** Data follows **

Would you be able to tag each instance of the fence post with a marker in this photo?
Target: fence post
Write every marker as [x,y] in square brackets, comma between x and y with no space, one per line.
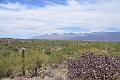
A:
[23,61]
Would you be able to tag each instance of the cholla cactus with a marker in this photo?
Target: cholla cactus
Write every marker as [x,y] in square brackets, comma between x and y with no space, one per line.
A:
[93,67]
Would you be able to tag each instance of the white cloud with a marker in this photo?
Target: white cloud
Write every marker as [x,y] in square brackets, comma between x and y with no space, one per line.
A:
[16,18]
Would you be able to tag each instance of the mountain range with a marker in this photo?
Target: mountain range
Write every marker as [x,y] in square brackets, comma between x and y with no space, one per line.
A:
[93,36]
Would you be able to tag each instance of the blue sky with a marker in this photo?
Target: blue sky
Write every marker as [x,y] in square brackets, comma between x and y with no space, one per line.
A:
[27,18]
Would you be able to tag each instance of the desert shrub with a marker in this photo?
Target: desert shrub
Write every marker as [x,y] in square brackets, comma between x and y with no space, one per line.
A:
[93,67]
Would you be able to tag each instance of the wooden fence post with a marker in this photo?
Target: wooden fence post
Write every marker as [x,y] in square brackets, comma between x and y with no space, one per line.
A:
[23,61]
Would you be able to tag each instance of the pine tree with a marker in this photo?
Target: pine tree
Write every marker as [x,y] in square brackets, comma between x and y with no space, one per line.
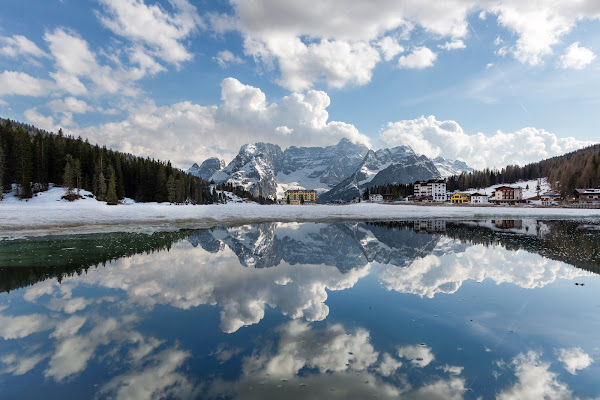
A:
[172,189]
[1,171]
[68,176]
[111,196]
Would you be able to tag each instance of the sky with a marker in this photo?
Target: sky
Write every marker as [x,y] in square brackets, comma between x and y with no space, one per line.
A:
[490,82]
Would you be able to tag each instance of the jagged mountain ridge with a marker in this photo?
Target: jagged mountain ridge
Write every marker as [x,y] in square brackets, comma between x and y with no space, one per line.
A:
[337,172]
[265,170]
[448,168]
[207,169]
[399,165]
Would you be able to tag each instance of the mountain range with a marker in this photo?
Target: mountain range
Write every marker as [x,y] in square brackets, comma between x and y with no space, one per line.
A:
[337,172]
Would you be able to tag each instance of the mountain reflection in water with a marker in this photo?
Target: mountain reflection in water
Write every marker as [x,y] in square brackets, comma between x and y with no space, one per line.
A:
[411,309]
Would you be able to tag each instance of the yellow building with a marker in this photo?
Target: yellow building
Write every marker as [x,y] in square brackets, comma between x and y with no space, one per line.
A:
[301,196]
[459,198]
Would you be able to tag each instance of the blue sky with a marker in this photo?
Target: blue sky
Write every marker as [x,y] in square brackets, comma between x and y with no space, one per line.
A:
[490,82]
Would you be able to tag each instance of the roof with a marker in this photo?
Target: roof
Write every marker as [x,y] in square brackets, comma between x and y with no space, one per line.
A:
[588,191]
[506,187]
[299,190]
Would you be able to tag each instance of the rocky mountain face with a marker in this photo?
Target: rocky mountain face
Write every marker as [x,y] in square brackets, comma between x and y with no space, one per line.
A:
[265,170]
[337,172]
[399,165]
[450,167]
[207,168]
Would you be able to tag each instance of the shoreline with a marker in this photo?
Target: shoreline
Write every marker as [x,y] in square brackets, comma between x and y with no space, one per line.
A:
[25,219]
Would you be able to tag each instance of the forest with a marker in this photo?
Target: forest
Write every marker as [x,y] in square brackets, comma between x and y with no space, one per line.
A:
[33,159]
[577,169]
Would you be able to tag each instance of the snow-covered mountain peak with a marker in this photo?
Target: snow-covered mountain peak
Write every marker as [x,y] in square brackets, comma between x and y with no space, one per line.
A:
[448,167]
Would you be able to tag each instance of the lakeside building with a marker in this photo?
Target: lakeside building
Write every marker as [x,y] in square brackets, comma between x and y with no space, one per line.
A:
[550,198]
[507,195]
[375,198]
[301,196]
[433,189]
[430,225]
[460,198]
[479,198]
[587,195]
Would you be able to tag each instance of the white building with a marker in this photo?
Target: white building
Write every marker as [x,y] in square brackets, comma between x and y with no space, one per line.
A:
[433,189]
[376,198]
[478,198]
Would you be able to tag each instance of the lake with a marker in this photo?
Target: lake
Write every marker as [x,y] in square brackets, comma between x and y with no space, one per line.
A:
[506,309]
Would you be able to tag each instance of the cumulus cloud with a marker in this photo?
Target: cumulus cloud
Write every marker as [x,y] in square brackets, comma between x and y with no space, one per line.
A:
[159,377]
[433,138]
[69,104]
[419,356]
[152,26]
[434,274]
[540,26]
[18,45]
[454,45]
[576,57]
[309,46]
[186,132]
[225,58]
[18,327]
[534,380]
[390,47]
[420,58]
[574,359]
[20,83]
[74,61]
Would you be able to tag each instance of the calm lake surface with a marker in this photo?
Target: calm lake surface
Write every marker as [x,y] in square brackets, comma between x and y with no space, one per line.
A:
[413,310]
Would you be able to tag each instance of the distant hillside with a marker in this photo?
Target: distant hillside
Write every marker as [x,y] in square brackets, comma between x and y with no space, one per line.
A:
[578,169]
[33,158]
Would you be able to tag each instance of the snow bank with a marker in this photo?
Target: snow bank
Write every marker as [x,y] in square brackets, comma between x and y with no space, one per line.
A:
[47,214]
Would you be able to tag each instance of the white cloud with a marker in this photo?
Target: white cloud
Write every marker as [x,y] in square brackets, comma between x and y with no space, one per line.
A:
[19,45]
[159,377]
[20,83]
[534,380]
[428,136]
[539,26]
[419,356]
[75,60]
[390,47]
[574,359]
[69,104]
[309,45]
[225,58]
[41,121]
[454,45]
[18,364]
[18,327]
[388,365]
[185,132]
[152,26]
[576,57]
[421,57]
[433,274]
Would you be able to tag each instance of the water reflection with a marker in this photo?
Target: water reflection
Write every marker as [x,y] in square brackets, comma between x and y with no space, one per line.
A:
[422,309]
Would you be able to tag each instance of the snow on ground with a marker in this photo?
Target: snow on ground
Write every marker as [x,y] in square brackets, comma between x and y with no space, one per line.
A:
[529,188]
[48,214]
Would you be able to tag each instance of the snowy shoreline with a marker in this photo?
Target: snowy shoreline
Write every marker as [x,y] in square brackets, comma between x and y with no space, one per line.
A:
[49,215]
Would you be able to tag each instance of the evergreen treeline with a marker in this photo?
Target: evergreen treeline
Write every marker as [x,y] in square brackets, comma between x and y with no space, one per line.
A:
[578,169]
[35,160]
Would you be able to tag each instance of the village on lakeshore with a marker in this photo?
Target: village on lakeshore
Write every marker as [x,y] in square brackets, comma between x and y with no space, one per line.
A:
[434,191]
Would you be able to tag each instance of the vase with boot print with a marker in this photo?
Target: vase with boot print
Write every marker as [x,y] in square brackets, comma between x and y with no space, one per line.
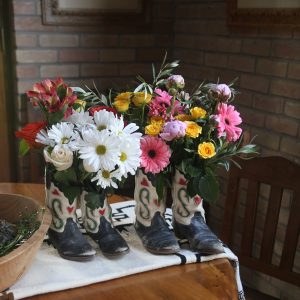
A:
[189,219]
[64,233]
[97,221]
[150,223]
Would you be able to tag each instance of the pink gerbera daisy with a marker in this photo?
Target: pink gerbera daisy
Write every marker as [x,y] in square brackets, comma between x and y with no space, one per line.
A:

** End of Data **
** Data follows **

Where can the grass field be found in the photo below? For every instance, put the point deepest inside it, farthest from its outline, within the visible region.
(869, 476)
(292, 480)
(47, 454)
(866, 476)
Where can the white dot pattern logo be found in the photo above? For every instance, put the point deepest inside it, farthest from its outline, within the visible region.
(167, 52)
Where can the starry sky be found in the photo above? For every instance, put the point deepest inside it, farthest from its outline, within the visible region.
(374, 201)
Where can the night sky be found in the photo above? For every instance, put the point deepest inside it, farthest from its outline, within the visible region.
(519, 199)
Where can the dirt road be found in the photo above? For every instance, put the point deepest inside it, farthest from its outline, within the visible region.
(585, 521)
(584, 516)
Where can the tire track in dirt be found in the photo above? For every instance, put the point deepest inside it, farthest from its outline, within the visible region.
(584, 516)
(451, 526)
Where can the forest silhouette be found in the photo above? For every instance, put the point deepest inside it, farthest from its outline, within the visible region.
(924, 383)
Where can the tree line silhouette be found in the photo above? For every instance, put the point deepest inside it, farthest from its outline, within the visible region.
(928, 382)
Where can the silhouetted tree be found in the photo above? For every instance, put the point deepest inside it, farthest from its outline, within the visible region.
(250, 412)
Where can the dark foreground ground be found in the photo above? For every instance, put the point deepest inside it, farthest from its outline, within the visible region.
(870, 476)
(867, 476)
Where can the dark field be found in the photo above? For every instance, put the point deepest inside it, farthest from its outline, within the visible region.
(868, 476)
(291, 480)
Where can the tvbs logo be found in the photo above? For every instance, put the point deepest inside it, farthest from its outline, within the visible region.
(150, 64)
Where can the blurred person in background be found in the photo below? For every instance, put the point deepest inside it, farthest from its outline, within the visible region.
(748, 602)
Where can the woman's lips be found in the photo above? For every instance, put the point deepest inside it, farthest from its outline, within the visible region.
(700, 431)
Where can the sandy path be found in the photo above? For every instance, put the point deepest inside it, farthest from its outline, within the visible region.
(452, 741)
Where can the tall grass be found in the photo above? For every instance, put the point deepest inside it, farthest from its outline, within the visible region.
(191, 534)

** End of Data **
** Data follows **

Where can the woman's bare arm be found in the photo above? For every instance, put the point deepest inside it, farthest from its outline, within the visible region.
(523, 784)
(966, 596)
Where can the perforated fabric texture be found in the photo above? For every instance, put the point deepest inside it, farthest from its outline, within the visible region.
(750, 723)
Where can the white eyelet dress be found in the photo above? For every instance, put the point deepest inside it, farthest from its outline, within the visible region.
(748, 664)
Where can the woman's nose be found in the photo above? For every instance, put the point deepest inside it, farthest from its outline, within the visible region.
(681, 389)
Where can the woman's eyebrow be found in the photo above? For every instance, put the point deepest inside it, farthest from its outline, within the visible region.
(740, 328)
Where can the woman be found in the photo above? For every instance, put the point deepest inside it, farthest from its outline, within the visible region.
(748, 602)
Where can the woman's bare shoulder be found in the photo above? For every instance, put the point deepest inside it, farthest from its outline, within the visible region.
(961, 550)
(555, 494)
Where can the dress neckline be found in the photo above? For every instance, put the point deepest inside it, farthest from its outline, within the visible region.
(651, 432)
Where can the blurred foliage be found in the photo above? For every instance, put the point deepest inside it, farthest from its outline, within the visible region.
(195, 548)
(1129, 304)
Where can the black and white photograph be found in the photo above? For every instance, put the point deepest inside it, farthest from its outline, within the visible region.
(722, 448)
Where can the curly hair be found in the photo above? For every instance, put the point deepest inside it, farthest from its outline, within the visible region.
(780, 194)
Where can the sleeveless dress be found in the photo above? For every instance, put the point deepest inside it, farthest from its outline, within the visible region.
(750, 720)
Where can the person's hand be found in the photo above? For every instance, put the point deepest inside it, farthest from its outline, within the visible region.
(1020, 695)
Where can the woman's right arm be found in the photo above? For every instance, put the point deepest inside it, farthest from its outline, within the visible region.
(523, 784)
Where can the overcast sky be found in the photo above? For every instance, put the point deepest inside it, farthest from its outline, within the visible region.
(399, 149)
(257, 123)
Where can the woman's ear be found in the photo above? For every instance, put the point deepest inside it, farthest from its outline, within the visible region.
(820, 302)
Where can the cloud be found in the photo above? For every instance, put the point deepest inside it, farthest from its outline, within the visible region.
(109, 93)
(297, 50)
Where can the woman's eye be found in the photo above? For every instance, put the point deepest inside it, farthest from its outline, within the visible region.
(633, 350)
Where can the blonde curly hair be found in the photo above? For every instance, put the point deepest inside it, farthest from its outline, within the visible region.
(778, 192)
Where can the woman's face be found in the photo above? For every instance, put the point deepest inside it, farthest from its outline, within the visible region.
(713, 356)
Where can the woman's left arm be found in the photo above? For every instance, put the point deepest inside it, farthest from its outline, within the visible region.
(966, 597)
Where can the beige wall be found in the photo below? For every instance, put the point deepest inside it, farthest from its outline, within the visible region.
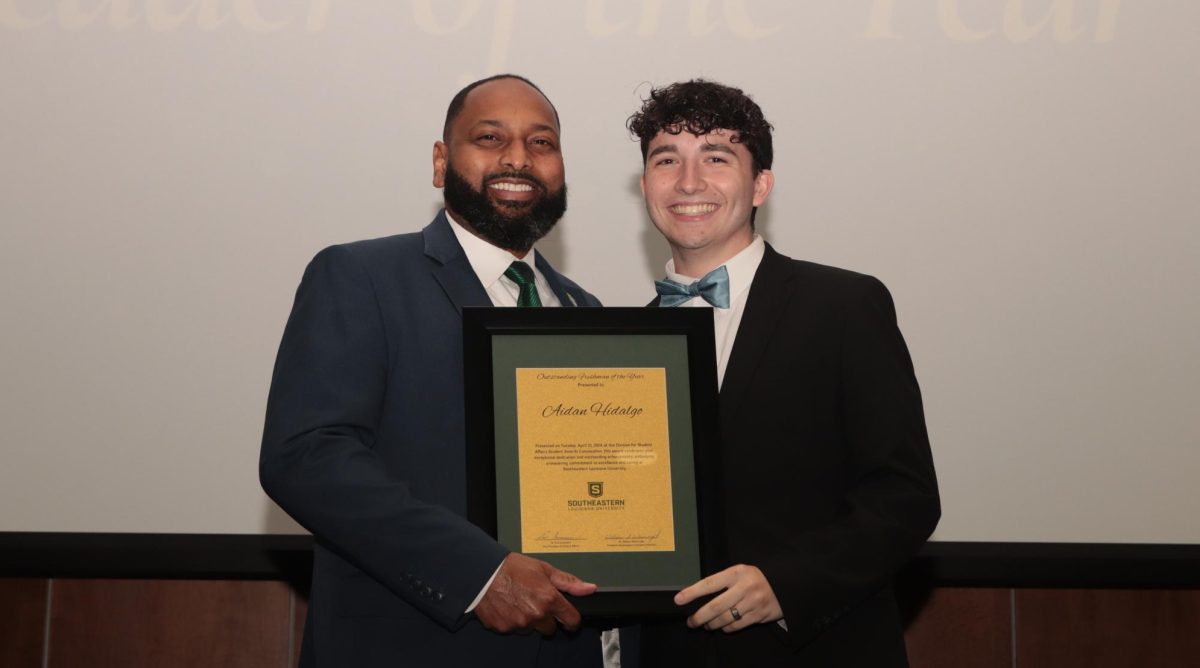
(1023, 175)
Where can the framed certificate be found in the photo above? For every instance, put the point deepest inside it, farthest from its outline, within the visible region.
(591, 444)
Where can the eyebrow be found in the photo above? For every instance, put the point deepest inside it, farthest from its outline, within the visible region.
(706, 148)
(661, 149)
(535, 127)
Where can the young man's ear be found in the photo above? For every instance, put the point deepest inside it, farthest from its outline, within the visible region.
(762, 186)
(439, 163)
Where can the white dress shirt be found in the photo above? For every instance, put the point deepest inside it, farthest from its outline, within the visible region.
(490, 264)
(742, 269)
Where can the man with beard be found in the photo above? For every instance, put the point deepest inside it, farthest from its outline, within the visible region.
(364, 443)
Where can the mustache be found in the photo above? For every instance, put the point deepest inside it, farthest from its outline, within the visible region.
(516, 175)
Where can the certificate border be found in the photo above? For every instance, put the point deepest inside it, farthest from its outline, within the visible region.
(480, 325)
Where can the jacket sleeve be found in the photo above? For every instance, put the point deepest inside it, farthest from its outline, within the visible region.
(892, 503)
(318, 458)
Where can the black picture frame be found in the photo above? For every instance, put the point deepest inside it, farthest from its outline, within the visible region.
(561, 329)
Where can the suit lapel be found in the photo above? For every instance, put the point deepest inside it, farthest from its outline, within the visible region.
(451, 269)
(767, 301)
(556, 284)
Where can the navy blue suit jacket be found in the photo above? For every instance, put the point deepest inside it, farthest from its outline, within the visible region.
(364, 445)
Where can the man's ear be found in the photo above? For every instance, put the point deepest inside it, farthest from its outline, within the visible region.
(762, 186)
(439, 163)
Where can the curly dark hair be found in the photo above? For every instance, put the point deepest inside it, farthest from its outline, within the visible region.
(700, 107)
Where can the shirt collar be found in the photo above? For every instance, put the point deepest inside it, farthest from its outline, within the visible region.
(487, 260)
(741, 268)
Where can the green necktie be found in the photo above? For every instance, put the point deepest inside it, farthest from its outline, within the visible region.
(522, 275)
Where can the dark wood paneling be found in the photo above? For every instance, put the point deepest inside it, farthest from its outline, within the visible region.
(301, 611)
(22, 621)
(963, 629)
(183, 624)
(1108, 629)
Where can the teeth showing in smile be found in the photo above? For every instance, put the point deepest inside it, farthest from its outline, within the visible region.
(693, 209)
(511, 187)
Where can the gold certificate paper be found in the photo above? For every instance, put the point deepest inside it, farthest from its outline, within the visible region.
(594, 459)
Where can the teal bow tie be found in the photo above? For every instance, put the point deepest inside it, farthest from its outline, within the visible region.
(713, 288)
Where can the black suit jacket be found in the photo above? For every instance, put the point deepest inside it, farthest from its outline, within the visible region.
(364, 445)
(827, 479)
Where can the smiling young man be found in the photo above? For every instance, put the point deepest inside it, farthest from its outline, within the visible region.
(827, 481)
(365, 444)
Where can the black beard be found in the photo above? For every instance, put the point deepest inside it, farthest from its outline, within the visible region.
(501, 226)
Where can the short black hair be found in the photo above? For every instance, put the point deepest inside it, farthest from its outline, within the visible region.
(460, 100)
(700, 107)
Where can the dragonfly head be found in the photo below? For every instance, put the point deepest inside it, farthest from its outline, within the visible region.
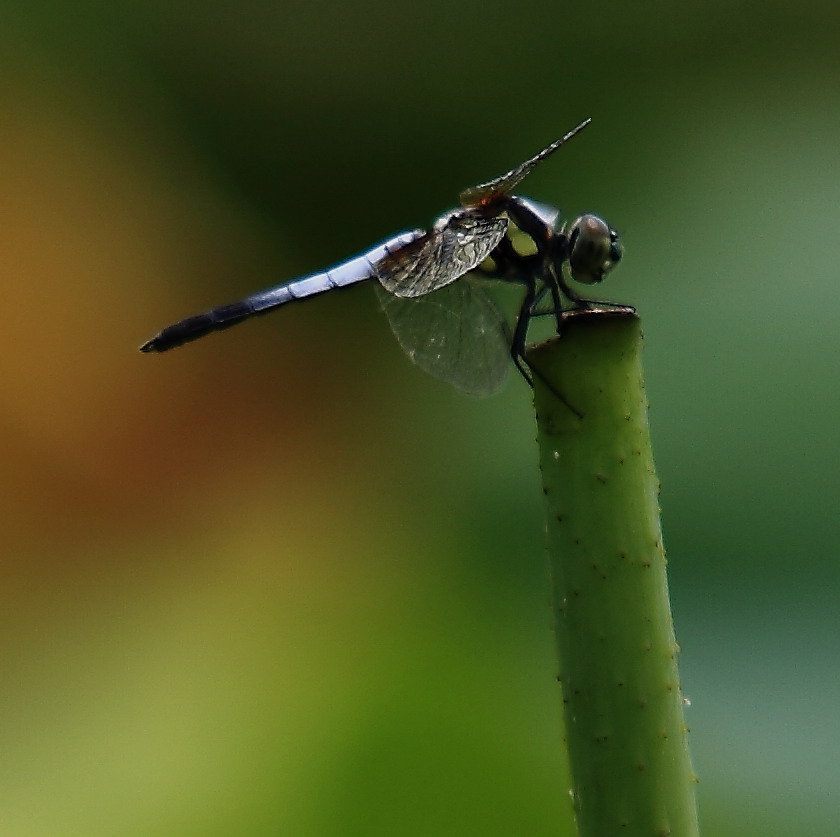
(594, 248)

** End of Data **

What is expected -
Show the lines of the records that include the string "pine".

Output of the task -
Would you be able to tag each instance of the pine tree with a marker in this photo?
Target: pine tree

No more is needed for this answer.